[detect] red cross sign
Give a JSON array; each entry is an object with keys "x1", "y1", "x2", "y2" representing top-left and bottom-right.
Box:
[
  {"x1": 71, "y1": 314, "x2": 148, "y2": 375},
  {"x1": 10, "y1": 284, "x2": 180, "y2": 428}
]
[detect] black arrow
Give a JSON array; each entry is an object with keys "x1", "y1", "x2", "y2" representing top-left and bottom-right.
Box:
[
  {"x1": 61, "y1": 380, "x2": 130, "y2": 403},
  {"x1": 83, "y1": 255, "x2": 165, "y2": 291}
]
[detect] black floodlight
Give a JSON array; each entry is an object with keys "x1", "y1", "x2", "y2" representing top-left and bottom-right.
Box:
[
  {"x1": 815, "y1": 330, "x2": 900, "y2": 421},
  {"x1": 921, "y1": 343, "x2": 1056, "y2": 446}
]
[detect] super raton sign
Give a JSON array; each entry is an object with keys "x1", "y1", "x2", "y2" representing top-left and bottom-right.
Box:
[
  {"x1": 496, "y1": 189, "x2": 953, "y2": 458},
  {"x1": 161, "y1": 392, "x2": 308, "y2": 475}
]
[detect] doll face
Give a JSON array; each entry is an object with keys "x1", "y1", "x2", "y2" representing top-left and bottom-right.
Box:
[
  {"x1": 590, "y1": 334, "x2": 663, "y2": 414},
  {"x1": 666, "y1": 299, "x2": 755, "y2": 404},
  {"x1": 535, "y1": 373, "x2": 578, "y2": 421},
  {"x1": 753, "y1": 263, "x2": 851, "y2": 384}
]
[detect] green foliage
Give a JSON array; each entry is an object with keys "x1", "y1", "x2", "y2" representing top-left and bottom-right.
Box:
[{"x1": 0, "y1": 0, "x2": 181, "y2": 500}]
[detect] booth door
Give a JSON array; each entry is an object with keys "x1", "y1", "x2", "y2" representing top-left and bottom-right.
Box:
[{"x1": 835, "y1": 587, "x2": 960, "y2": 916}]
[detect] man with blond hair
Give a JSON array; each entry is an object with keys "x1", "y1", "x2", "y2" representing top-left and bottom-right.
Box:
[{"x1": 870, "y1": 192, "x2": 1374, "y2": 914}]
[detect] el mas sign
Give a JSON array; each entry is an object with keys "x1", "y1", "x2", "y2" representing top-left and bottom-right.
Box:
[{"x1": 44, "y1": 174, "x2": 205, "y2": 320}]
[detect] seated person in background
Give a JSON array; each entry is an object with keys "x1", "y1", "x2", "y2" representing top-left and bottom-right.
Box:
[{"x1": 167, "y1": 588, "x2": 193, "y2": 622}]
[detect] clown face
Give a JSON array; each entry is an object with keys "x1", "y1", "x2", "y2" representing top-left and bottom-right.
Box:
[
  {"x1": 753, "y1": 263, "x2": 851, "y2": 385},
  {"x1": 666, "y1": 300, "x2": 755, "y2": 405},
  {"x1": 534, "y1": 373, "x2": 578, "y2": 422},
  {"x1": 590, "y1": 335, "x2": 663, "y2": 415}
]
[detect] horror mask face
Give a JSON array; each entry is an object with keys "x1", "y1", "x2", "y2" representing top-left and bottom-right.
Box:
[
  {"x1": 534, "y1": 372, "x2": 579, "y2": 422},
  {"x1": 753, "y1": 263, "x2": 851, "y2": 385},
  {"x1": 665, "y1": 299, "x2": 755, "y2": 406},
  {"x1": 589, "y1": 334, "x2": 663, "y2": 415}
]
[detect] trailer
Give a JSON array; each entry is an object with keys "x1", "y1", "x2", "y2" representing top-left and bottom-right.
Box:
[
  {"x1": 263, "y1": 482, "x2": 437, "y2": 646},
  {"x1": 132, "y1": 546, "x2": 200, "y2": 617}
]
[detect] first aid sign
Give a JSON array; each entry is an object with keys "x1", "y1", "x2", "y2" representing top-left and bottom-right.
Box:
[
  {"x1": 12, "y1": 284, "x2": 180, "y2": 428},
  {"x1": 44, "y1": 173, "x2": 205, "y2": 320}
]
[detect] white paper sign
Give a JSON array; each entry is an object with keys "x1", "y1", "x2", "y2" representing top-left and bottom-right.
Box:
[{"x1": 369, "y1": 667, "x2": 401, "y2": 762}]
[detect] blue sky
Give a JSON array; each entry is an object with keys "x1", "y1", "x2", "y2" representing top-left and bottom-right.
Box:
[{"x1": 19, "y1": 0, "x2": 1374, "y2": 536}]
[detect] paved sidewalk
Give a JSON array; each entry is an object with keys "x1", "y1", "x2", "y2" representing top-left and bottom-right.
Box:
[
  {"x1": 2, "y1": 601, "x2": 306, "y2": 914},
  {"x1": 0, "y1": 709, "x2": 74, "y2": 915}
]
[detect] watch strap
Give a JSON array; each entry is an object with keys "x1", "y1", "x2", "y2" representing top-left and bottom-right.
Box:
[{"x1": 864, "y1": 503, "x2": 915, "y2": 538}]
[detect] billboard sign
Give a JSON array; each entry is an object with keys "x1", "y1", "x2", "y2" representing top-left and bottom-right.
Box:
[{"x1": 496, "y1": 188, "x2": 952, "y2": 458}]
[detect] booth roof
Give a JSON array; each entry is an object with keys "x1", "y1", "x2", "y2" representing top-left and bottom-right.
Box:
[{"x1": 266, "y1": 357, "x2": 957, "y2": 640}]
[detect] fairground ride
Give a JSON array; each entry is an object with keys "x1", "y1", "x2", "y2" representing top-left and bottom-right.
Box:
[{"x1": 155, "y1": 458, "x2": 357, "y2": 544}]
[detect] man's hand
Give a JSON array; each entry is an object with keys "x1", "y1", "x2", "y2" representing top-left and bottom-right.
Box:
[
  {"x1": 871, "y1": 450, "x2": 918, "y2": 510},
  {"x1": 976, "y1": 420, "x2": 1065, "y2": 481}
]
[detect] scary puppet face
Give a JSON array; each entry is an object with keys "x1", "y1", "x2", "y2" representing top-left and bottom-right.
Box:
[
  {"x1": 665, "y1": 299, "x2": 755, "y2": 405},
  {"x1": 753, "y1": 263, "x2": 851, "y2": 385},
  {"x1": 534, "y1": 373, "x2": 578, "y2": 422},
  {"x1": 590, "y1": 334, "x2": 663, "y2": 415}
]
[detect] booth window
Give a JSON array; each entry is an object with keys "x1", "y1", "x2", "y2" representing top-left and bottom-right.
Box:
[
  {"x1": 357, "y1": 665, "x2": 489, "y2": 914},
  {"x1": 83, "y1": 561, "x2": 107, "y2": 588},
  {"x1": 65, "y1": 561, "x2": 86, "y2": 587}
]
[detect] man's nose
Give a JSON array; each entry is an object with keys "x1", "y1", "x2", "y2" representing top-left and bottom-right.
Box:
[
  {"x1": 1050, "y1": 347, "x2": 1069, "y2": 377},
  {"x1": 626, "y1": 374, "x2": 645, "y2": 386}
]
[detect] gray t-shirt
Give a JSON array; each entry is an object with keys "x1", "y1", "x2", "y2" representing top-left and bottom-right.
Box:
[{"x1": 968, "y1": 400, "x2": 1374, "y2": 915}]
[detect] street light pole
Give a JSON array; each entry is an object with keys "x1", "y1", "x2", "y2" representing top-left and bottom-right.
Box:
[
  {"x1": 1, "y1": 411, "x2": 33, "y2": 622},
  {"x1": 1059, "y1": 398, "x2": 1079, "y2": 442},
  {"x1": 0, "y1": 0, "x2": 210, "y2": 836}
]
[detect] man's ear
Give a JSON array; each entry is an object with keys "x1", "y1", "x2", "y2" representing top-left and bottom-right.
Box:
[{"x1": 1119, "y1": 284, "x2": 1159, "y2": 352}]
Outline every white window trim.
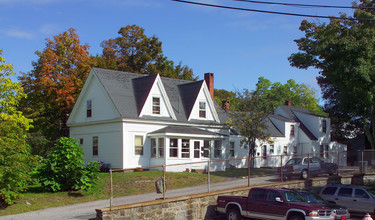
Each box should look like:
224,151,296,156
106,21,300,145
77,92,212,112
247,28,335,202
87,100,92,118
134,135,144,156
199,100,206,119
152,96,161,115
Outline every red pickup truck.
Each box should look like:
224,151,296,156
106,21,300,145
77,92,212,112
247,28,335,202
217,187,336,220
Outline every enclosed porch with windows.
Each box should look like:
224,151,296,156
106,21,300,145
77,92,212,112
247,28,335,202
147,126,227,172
────────────────────────────────────────
What to do: Within the data, how many lines hold "black"? Respond with only the number.

Output for this task: 2